THE PROBLEM - Pick out each line in the records below that contains the word "white", and copy those lines unchanged.

RECORDS TO USE -
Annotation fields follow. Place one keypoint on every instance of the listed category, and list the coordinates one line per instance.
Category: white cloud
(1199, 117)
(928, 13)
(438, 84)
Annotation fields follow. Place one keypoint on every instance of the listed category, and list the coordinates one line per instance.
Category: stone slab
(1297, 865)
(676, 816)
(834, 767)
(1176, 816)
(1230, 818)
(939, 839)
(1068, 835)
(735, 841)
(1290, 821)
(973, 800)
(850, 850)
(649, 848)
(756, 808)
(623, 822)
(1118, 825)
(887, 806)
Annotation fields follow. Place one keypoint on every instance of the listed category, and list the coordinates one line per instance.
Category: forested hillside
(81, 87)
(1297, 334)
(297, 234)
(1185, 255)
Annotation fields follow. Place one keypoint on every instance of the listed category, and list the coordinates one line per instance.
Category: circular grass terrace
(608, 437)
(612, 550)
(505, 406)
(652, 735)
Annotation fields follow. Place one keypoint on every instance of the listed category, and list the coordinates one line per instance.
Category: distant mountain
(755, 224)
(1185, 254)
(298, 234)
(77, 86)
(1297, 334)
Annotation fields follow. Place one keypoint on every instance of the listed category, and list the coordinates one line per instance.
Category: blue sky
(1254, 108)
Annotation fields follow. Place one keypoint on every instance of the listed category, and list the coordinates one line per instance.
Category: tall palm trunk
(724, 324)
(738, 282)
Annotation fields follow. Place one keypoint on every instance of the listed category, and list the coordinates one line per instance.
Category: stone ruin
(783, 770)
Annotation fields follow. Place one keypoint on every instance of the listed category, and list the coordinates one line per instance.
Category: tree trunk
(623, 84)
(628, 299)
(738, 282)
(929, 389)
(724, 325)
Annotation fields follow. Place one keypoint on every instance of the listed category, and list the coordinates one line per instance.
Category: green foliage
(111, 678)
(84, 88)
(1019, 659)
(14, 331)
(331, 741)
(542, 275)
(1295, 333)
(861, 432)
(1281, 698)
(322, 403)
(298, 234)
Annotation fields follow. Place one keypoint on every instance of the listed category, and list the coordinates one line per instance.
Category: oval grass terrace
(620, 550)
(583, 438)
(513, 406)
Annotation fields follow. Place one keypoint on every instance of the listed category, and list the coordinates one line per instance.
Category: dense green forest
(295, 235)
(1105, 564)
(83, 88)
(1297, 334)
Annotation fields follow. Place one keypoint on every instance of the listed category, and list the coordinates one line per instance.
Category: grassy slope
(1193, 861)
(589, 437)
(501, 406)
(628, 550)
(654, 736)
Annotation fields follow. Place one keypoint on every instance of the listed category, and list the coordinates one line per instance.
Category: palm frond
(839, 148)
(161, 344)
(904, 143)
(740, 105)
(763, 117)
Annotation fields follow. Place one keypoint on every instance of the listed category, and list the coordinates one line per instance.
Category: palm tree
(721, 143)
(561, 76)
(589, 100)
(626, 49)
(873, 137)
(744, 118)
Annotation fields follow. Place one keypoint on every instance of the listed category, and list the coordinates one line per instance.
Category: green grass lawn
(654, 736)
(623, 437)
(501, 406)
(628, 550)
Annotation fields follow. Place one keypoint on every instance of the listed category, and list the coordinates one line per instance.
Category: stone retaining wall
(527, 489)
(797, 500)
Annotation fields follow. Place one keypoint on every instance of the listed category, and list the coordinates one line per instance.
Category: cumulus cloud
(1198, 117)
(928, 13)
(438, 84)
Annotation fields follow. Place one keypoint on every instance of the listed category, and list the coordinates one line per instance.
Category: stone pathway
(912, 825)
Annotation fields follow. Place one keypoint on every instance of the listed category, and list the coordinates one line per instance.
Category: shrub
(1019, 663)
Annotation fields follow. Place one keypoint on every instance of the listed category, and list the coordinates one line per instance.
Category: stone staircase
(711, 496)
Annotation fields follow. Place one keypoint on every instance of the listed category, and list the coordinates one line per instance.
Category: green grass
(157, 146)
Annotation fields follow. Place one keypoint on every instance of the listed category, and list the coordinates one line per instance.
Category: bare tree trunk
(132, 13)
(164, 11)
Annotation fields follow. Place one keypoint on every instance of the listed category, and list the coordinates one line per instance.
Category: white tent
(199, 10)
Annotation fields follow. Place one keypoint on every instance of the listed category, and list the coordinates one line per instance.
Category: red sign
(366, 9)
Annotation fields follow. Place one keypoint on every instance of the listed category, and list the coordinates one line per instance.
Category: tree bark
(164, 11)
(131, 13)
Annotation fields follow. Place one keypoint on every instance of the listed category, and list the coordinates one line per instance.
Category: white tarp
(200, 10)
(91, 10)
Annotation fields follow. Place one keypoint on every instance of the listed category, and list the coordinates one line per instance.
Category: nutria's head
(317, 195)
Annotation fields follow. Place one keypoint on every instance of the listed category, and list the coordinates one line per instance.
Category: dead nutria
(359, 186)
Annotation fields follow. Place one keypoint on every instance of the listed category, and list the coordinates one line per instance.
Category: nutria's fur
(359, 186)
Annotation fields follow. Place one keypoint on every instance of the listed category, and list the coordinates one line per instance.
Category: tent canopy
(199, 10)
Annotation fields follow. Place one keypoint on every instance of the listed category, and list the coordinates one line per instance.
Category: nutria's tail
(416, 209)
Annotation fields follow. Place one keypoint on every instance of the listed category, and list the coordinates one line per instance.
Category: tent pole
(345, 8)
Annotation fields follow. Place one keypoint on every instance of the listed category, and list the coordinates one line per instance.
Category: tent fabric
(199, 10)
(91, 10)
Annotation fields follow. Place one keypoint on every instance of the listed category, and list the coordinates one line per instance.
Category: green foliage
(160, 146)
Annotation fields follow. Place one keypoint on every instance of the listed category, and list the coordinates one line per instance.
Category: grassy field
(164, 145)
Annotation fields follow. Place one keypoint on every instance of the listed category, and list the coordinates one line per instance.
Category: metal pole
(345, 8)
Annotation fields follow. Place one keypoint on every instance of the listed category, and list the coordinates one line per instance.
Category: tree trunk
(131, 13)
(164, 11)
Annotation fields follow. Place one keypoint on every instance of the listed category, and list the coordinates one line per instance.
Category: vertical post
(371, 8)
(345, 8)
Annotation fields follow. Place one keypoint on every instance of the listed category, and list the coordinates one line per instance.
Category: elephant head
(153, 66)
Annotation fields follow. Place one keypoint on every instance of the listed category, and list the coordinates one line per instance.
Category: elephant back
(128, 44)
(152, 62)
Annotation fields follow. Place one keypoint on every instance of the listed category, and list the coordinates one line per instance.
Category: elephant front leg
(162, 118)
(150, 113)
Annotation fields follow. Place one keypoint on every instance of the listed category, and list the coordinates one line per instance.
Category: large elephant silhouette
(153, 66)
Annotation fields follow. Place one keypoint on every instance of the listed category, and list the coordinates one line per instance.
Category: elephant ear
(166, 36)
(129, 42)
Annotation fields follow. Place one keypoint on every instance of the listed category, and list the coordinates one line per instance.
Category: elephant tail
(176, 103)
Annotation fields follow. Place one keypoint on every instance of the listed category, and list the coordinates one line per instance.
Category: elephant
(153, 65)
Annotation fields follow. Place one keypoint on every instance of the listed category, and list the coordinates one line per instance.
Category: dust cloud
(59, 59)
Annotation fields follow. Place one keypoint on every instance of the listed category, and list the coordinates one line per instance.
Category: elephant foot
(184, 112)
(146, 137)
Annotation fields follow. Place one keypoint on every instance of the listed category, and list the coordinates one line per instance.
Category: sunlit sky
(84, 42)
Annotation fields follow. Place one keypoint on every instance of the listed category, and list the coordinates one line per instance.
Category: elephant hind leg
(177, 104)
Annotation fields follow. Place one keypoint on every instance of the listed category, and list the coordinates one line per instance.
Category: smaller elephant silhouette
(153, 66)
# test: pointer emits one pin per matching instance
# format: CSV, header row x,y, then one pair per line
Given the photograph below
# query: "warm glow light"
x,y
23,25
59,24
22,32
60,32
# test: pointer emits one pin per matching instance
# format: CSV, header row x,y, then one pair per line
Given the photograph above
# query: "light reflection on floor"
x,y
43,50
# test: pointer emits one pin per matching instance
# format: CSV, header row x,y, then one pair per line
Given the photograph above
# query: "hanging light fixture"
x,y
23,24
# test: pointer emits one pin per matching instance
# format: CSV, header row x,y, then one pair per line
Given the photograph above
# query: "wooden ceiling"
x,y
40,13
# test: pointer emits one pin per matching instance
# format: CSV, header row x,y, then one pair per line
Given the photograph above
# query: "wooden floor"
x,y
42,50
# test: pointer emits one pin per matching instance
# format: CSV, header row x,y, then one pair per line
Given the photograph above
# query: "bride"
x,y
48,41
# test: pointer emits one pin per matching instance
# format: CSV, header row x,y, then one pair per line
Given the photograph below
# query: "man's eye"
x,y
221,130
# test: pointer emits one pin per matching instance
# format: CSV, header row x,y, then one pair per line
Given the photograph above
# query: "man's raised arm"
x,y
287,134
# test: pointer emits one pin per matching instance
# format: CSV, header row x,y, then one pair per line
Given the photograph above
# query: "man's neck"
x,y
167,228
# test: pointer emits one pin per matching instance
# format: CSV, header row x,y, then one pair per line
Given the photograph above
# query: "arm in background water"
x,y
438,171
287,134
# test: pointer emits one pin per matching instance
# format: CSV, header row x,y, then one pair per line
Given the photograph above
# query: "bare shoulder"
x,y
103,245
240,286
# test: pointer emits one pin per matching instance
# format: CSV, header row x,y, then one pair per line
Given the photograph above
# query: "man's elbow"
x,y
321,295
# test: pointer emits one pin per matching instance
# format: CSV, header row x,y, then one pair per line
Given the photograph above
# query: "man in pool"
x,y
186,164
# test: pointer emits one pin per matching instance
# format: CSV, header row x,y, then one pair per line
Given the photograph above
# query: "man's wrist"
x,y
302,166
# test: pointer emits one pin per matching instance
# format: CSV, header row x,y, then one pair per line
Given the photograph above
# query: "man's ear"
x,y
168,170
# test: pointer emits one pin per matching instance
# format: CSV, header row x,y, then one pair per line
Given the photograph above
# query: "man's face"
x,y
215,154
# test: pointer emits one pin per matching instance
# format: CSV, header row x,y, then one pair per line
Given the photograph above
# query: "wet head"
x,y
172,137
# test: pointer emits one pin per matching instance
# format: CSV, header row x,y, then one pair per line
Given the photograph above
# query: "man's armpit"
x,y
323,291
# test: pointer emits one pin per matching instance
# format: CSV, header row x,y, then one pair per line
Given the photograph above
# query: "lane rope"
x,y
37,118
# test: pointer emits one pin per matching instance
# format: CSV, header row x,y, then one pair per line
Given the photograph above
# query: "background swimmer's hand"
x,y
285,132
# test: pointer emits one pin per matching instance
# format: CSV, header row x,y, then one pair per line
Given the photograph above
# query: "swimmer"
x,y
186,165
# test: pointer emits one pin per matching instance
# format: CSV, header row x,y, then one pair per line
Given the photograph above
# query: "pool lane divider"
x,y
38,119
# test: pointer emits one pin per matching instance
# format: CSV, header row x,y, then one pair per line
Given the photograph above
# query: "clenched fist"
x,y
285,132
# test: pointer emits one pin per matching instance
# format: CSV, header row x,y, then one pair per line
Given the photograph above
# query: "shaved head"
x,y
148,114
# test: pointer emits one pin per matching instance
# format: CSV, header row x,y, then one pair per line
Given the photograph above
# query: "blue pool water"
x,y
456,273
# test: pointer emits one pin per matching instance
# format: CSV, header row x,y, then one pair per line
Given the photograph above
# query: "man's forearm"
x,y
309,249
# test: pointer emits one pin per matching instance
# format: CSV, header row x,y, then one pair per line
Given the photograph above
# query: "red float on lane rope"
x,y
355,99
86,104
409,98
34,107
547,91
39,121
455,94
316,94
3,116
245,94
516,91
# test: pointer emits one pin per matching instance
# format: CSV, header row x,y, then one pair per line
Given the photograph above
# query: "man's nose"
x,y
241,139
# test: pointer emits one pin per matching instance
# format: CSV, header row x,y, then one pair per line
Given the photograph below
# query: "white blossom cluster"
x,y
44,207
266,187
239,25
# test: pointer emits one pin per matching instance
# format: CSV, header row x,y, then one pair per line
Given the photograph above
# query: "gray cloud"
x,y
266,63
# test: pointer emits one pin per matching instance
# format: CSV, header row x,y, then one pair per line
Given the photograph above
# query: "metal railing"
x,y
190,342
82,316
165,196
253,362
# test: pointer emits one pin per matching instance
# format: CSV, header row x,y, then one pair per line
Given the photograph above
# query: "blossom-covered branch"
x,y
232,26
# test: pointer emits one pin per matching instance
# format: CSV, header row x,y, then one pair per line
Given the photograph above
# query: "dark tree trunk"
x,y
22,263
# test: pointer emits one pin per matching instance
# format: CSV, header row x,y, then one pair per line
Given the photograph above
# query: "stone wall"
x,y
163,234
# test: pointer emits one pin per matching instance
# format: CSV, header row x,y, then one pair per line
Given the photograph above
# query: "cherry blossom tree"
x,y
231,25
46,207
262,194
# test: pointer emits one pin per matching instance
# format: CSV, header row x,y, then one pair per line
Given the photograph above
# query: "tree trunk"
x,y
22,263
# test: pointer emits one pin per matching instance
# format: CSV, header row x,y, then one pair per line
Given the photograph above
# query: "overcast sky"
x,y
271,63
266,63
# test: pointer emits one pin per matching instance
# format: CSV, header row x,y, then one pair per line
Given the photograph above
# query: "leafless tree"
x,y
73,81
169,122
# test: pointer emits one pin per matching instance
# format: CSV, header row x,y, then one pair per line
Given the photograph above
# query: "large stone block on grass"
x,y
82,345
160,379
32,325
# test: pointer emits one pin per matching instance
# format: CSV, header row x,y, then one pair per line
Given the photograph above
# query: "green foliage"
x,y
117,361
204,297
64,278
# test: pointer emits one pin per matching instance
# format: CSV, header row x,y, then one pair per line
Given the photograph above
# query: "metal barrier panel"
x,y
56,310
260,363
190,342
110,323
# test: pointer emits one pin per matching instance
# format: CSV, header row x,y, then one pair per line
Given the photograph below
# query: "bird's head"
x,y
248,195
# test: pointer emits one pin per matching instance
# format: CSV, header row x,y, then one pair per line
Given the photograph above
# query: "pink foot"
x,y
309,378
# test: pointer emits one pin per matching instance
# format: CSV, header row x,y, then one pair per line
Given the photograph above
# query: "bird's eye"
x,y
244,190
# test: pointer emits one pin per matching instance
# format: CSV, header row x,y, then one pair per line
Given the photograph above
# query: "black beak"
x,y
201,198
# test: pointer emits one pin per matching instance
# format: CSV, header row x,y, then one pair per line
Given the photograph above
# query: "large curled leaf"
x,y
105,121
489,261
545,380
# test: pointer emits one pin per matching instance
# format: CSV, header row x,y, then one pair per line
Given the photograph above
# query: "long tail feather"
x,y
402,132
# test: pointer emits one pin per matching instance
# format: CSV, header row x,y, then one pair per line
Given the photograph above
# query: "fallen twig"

RESPONSE BELOW -
Category: white cloud
Category: white tent
Category: white tarp
# query: "white blossom cluster"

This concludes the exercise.